===== Passage for review

William John Market Report 05-06-21

Category: Reports

Despite a rapid surge in house prices across the U.K., fuelled primarily by a stamp duty tax holiday and a pandemic-induced shift in housing preferences, U.K. mortgage lending has fallen below the £5.7 billion monthly average borrowed in the six months to February 2021 standing at £3.3 billion for April 2021. Notably, this was a rapid fall from the record £11.5 billion in additional borrowing secured on resident’s homes recorded in March. 

Although mortgage lending significantly decreased between March and April, both gross lending and mortgage repayments remain at levels higher than observed at the beginning of 2020, standing at £26.2 billion and £19.9 billion respectively, according to data released by the Bank of England on 02/06. It is likely that the fall in mortgage borrowing is reflecting a relaxing market sentiment. The stamp duty holiday announced by the Treasury, which was set to finish at the end of March, has been extended until the end of June. With this information, there is less pressure on buyers and sellers to negotiate sales before the end of the holiday and the market for mortgages has likely taken a “deep breath” as tax holiday transactions are likely to continue over the summer.

==========

Problem statement: According to the market report, how much was U.K. mortgage lending in April 2021? The data that follows has nothing to do with this report.

===== Dataset

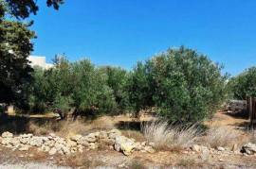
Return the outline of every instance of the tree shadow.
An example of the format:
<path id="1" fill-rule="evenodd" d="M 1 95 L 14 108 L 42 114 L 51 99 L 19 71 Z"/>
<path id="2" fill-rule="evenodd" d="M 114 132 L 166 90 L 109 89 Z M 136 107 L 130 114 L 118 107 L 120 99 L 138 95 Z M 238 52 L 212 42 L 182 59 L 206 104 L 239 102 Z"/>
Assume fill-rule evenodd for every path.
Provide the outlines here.
<path id="1" fill-rule="evenodd" d="M 225 111 L 224 112 L 225 114 L 227 114 L 227 115 L 229 115 L 229 116 L 231 116 L 231 117 L 233 117 L 233 118 L 236 118 L 236 119 L 245 119 L 245 120 L 247 120 L 247 119 L 248 119 L 249 118 L 249 114 L 248 114 L 248 112 L 247 111 L 247 110 L 236 110 L 236 111 Z"/>

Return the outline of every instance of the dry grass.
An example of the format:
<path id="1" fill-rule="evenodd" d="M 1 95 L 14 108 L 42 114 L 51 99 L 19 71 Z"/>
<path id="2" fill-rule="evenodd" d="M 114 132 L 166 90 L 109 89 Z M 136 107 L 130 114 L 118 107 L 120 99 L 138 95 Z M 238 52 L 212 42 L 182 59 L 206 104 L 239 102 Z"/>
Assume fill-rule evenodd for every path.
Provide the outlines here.
<path id="1" fill-rule="evenodd" d="M 122 135 L 124 135 L 128 138 L 135 139 L 137 142 L 144 142 L 145 141 L 145 137 L 143 136 L 143 133 L 141 133 L 140 131 L 128 129 L 128 130 L 122 130 L 121 133 L 122 133 Z"/>
<path id="2" fill-rule="evenodd" d="M 231 147 L 234 144 L 243 142 L 241 133 L 228 127 L 213 127 L 207 131 L 202 139 L 203 143 L 210 147 L 217 146 Z"/>
<path id="3" fill-rule="evenodd" d="M 101 161 L 93 160 L 83 155 L 68 157 L 66 159 L 66 163 L 68 166 L 84 168 L 84 169 L 96 168 L 99 166 L 101 166 L 101 167 L 105 166 L 105 163 L 102 162 Z"/>
<path id="4" fill-rule="evenodd" d="M 196 164 L 196 161 L 194 158 L 184 158 L 181 159 L 178 163 L 177 166 L 182 166 L 182 167 L 192 167 Z"/>
<path id="5" fill-rule="evenodd" d="M 132 169 L 146 169 L 147 168 L 142 162 L 136 160 L 132 161 L 128 167 Z"/>
<path id="6" fill-rule="evenodd" d="M 28 131 L 35 135 L 46 135 L 55 132 L 57 135 L 67 138 L 75 134 L 86 134 L 94 130 L 107 130 L 114 128 L 111 117 L 101 117 L 93 121 L 60 121 L 47 122 L 44 125 L 30 122 Z"/>
<path id="7" fill-rule="evenodd" d="M 153 121 L 142 127 L 145 138 L 155 144 L 156 149 L 179 150 L 193 144 L 197 137 L 194 127 L 181 127 L 167 122 Z"/>

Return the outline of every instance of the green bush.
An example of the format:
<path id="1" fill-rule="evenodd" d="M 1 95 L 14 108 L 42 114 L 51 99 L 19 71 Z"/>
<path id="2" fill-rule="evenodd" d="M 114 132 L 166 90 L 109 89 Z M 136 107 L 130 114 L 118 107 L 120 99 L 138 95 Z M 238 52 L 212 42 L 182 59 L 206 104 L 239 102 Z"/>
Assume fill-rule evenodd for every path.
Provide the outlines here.
<path id="1" fill-rule="evenodd" d="M 256 97 L 256 67 L 230 78 L 228 89 L 231 98 L 246 100 L 247 96 Z"/>
<path id="2" fill-rule="evenodd" d="M 184 47 L 138 62 L 131 72 L 56 58 L 54 68 L 35 69 L 29 105 L 32 110 L 66 114 L 75 109 L 84 115 L 131 110 L 137 115 L 155 108 L 172 122 L 198 122 L 210 117 L 227 96 L 221 70 Z"/>
<path id="3" fill-rule="evenodd" d="M 160 116 L 173 122 L 201 121 L 226 97 L 227 76 L 221 69 L 193 50 L 169 49 L 134 69 L 131 101 L 137 110 L 155 106 Z"/>

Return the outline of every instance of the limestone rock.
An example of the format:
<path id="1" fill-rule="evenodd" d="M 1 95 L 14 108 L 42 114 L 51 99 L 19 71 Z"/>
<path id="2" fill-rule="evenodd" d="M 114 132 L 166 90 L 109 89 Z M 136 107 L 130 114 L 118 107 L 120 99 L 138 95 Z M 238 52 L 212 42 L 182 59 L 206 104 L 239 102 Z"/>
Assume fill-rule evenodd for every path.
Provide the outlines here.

==========

Task response: £3.3 billion.